Reading text:
######

The research objective of IRG 2 is to design, synthesize, and utilize fully reversible, dynamically reconfigurable polymeric materials that facilitate processing, functionality, self-healing, and recycling with unprecedented versatility. We are developing a relatively new class of reconfigurable covalently bonded polymeric materials that have reduced environmental impact, the potential to revolutionize the polymer manufacturing and composite industries, and the ability to facilitate new socio-economical initiatives from agile manufacturing to energy preservation to space exploration.
Organic polymeric materials are presently used extensively in construction, automobiles, textiles, and medical applications, with 390 M metric tons produced annually and an expected growing demand for the foreseeable future. A majority of discarded plastics are presently burned, stored in landfills, or pollute waterways, oceans, and the air. The incorporation of crosslinker molecules in polymers that form reversible dynamic covalent bonds between chains that can break and reform in response to stimuli such as temperature or light is a potent strategy to increase the recyclability of plastics. Such covalent adaptable network (CAN) polymers have tremendous potential for materials design and discovery. The realization of fully recyclable plastics with tailored and optimal physical, thermal, and chemical properties requires mapping this design space.

######

Work task 1: Summarize the passage on recyclable polymers in two sentences.
Work task 2: Return the part of the passage on recyclable polymers that begins at the words "Organic polymeric materials" and stops after "this design space.".
The data after this point are not needed.

Input data:
######

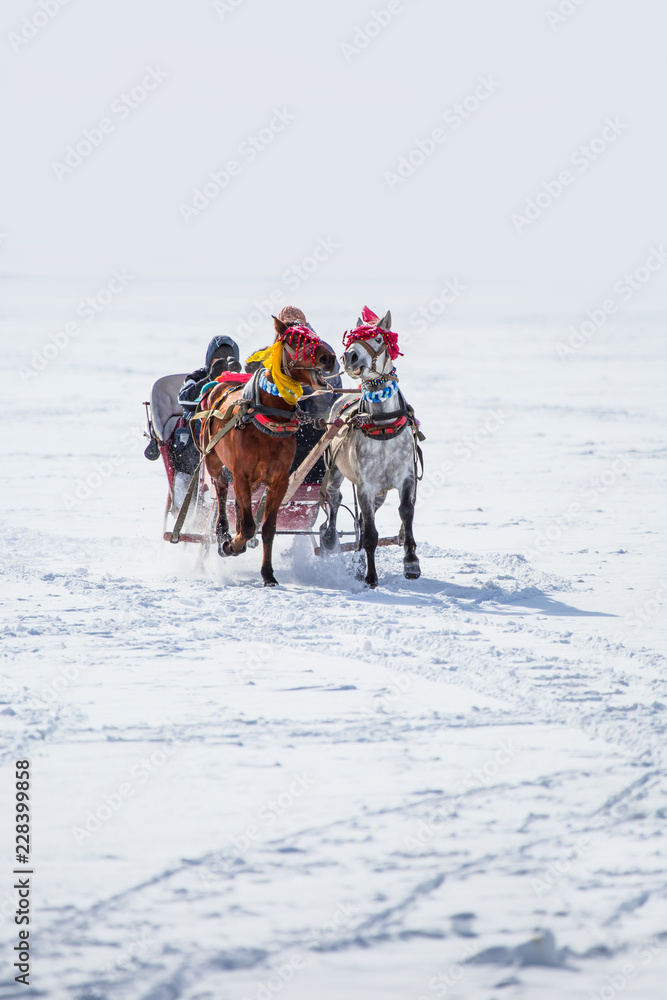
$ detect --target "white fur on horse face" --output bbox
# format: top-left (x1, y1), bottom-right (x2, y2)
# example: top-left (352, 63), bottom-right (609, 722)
top-left (329, 380), bottom-right (415, 495)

######

Final answer 1: IRG 2 aims to design, synthesize, and use fully reversible, dynamically reconfigurable polymeric materials that support processing, functionality, self-healing, and recycling. Most discarded plastics are burned, stored in landfills, or left to pollute, and adding crosslinkers that form reversible dynamic covalent bonds, as in covalent adaptable network (CAN) polymers, is a potent strategy for making plastics more recyclable.

Final answer 2:
Organic polymeric materials are presently used extensively in construction, automobiles, textiles, and medical applications, with 390 M metric tons produced annually and an expected growing demand for the foreseeable future. A majority of discarded plastics are presently burned, stored in landfills, or pollute waterways, oceans, and the air. The incorporation of crosslinker molecules in polymers that form reversible dynamic covalent bonds between chains that can break and reform in response to stimuli such as temperature or light is a potent strategy to increase the recyclability of plastics. Such covalent adaptable network (CAN) polymers have tremendous potential for materials design and discovery. The realization of fully recyclable plastics with tailored and optimal physical, thermal, and chemical properties requires mapping this design space.